Collect every line of the records below that contains the word "blue".

┌─ Provided data

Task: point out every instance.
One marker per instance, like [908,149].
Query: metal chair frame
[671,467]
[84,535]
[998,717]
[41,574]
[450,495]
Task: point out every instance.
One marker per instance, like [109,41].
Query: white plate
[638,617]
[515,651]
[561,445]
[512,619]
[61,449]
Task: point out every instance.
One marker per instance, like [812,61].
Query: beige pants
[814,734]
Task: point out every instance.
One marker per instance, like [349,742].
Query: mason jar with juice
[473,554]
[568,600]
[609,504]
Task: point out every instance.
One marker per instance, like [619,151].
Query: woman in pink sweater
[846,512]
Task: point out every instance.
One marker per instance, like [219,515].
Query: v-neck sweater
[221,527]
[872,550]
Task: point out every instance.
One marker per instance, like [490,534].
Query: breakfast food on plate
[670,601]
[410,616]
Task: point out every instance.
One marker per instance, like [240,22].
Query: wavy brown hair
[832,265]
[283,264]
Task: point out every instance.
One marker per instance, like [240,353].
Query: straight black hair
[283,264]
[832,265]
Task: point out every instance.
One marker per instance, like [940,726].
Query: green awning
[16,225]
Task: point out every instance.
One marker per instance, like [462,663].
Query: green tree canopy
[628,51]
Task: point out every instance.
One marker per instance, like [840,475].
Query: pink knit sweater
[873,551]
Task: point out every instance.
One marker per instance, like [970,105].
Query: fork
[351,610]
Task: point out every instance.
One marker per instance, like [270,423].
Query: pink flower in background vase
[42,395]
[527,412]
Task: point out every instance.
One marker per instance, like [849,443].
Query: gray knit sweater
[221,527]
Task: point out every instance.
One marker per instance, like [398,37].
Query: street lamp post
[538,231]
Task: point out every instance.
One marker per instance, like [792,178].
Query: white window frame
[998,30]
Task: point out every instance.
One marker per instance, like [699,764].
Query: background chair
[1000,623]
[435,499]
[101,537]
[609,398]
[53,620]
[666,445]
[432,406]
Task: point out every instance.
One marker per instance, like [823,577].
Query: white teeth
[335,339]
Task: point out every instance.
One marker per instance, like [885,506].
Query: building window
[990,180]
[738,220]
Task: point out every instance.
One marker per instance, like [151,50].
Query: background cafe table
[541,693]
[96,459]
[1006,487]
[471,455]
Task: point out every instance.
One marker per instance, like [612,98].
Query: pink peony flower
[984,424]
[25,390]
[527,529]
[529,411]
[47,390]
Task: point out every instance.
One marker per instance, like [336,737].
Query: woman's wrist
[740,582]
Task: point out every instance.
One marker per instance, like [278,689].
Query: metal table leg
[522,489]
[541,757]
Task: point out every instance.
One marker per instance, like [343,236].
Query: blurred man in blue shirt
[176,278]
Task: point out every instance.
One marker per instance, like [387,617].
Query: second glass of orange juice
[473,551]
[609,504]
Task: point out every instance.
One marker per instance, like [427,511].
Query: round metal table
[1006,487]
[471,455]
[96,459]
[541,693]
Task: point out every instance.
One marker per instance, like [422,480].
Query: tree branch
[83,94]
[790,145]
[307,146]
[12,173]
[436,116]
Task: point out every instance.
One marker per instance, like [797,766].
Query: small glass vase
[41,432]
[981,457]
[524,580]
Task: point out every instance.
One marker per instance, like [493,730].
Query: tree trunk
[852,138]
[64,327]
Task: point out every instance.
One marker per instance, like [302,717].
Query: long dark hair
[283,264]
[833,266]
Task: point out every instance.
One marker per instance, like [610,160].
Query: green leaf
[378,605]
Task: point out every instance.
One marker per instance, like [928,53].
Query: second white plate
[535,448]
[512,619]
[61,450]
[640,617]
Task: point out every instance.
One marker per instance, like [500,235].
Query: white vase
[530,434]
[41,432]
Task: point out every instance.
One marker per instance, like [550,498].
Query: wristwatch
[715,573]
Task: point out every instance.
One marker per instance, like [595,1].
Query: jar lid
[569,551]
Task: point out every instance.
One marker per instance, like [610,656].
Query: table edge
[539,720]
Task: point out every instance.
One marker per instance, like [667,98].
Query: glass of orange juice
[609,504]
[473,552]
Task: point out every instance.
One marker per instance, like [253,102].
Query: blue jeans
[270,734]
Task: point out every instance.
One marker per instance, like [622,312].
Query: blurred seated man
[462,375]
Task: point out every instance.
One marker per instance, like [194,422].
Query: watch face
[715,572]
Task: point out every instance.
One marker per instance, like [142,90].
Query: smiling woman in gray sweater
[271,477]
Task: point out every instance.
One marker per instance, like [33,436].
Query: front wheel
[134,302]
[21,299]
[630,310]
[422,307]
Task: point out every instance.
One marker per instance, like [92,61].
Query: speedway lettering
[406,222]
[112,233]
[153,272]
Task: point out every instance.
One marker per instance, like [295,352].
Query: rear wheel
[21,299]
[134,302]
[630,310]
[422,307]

└─

◆ **Answer for this exercise**
Query: blurred man in blue shirt
Query: blue jeans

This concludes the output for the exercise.